An exact copy of every record is the expected answer.

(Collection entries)
§
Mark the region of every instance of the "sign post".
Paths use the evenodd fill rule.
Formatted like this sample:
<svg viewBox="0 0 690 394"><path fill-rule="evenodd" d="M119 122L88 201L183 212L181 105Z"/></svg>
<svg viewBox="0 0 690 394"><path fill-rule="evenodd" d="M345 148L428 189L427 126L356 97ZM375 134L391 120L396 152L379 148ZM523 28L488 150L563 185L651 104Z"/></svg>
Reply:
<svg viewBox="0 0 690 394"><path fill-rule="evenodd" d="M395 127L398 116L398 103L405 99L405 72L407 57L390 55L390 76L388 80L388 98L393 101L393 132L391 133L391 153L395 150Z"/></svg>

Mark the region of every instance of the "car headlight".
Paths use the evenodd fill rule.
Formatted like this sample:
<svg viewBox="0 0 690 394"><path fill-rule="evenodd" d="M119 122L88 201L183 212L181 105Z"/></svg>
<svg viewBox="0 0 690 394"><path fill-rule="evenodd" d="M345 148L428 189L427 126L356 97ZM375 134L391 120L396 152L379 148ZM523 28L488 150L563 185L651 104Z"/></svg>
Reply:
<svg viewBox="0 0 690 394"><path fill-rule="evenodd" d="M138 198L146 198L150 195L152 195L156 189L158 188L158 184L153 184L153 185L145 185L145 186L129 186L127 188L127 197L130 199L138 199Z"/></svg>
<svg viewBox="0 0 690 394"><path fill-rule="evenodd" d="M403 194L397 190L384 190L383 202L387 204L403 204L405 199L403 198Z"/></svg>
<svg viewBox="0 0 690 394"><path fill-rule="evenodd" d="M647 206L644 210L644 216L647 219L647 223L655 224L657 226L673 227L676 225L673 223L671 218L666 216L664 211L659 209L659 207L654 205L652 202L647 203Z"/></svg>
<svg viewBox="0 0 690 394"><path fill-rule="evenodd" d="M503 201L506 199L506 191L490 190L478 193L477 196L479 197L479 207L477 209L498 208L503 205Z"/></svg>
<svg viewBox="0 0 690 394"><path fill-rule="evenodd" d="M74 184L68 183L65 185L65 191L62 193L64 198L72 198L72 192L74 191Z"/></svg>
§
Task output:
Mark the region of every instance of the "sign post".
Paths use the evenodd fill rule.
Formatted like this sample:
<svg viewBox="0 0 690 394"><path fill-rule="evenodd" d="M119 122L88 201L183 212L181 105Z"/></svg>
<svg viewBox="0 0 690 394"><path fill-rule="evenodd" d="M345 148L428 189L427 126L356 97ZM375 134L391 120L396 152L379 148ZM523 28L488 150L563 185L651 104Z"/></svg>
Reply:
<svg viewBox="0 0 690 394"><path fill-rule="evenodd" d="M395 127L398 116L398 103L405 99L405 72L407 57L390 55L390 76L388 80L388 98L393 101L393 132L391 133L391 153L395 150Z"/></svg>

Mark the region of every instance of the "car headlight".
Paths use the evenodd fill rule.
Formatted like this sample:
<svg viewBox="0 0 690 394"><path fill-rule="evenodd" d="M119 122L88 201L183 212L181 105Z"/></svg>
<svg viewBox="0 0 690 394"><path fill-rule="evenodd" d="M345 148L428 189L427 126L356 97ZM375 134L391 120L396 152L379 148ZM523 28L488 150L563 185L651 104Z"/></svg>
Reply:
<svg viewBox="0 0 690 394"><path fill-rule="evenodd" d="M138 198L146 198L150 195L152 195L156 189L158 188L158 184L153 184L153 185L145 185L145 186L129 186L127 188L127 197L130 199L138 199Z"/></svg>
<svg viewBox="0 0 690 394"><path fill-rule="evenodd" d="M403 194L397 190L384 190L383 202L387 204L403 204L405 199L403 198Z"/></svg>
<svg viewBox="0 0 690 394"><path fill-rule="evenodd" d="M647 206L644 210L644 216L647 219L647 223L655 224L657 226L673 227L676 225L673 223L671 218L666 216L664 211L659 209L659 207L654 205L652 202L647 203Z"/></svg>
<svg viewBox="0 0 690 394"><path fill-rule="evenodd" d="M503 201L506 199L506 191L490 190L478 193L477 196L479 197L479 207L477 209L498 208L503 205Z"/></svg>
<svg viewBox="0 0 690 394"><path fill-rule="evenodd" d="M74 184L68 183L65 185L65 191L62 193L64 198L72 198L72 192L74 191Z"/></svg>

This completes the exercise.